**Description of the task**
Return the lines below exactly, starting with the line that contains "Category: tree trunk" and stopping after the last line.

(Collection entries)
— START —
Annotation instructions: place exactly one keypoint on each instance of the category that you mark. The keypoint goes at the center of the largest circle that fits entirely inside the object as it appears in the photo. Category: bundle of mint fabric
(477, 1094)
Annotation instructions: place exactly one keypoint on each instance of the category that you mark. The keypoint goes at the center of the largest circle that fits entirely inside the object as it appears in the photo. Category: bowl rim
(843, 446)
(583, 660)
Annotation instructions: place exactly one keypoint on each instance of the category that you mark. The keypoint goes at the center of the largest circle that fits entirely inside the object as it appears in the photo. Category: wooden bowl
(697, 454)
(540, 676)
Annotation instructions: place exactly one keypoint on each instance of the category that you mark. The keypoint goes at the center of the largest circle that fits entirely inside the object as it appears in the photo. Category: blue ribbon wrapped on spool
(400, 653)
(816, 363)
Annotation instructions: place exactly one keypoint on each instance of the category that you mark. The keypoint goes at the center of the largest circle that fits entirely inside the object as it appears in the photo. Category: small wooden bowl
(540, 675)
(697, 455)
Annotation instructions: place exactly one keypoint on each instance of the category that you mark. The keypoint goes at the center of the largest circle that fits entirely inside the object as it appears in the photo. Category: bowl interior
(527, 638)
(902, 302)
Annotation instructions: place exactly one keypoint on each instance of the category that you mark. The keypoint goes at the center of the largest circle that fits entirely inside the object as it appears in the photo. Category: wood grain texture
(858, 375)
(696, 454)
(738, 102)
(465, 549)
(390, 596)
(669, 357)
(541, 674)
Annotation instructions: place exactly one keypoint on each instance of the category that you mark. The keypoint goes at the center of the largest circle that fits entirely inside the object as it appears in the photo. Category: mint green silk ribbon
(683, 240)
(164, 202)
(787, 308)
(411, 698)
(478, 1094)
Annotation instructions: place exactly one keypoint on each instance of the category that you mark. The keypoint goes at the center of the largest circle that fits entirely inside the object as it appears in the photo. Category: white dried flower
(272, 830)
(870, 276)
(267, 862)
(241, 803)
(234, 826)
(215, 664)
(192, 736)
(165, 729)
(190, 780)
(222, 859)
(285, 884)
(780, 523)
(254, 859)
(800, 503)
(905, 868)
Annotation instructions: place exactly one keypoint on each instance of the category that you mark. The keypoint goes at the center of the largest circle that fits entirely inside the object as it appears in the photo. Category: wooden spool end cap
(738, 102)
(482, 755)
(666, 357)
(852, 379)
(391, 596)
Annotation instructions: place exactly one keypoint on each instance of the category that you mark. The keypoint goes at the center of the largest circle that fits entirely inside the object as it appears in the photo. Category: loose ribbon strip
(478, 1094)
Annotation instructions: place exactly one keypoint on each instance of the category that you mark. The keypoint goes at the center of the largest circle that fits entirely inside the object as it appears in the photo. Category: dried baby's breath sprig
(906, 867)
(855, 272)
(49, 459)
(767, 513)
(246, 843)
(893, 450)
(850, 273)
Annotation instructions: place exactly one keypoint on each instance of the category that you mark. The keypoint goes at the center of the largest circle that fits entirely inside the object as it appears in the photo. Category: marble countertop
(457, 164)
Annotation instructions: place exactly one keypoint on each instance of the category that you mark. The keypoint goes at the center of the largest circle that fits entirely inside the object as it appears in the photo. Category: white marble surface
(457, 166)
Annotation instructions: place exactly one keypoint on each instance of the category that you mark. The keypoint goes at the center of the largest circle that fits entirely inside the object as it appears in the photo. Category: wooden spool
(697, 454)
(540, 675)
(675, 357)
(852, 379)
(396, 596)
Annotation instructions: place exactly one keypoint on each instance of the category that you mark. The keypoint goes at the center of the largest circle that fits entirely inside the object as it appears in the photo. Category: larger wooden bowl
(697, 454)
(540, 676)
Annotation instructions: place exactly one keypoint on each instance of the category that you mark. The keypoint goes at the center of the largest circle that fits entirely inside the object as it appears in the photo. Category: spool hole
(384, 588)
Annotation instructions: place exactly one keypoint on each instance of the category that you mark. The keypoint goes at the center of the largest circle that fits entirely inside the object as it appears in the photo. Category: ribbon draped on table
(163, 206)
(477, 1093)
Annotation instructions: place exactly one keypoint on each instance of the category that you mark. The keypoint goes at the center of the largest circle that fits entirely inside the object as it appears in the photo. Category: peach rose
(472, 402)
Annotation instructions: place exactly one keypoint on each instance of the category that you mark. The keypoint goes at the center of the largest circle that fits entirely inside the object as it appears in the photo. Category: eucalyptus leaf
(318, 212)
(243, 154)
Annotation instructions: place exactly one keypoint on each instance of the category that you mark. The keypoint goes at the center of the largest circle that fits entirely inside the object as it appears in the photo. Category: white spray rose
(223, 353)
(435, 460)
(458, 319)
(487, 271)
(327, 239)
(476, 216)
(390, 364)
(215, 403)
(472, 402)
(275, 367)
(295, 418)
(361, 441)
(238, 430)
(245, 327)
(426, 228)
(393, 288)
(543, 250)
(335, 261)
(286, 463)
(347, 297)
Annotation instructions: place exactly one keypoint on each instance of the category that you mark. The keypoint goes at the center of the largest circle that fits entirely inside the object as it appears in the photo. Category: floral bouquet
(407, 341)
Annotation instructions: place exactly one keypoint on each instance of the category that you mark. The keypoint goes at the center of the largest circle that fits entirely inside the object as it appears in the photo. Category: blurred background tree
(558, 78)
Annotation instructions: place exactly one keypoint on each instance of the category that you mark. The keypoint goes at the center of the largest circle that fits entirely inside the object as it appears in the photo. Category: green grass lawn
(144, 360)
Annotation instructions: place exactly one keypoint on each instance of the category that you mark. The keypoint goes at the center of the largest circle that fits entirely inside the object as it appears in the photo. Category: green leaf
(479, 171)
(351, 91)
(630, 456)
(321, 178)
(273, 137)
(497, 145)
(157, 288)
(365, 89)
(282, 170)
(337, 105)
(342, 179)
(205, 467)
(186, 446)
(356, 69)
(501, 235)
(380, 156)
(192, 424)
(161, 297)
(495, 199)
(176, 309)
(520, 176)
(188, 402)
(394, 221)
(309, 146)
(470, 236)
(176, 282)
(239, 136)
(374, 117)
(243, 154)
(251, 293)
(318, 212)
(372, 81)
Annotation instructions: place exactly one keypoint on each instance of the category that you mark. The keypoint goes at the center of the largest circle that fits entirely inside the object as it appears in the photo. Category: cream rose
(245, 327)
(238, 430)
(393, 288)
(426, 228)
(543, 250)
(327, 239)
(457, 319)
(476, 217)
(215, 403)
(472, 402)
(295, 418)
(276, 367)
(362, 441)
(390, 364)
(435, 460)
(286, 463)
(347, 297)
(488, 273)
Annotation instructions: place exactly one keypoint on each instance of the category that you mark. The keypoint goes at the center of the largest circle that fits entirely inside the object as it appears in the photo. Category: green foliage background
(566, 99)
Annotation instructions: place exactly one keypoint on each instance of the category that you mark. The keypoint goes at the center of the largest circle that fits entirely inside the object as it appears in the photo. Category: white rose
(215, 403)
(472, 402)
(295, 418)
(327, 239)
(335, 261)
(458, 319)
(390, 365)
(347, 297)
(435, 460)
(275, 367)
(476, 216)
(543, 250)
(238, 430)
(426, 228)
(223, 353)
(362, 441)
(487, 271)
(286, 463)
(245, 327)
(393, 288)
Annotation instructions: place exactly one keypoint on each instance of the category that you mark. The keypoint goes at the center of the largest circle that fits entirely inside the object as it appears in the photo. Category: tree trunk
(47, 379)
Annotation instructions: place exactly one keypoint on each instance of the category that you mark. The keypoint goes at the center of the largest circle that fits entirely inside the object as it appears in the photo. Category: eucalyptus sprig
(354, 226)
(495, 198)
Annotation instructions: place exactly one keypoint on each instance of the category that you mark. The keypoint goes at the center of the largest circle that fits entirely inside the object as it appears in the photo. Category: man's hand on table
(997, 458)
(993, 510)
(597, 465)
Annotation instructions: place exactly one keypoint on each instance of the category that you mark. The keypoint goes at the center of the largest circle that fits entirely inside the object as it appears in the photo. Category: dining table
— END —
**Worked answer**
Annotation instructions: place exactly one keypoint on each instance of the category that you mark. The keypoint goes at the center of the largest circle that fits entirely inside the object as it appears in the photo. Category: tree trunk
(47, 379)
Annotation instructions: place exactly one keypoint on each instance of the category that you mark. The keypoint goes at the center of the largest circle that fits entirely inside the object as it appears in the photo. Category: eucalyptus sprig
(354, 226)
(495, 198)
Annotation instructions: place exactly one keypoint on each instance of the category that you mark. The keypoint goes at the center of the largest circle that fits entirely inside the object as it appears in the photo. Category: man's hand on table
(997, 458)
(993, 510)
(597, 465)
Annotation instructions: place exactly one keypoint on each instance of the category that you mark. The keypoint goes at the center of the largest circle that fits entirely inside the object as it appears in the photo. Category: dining table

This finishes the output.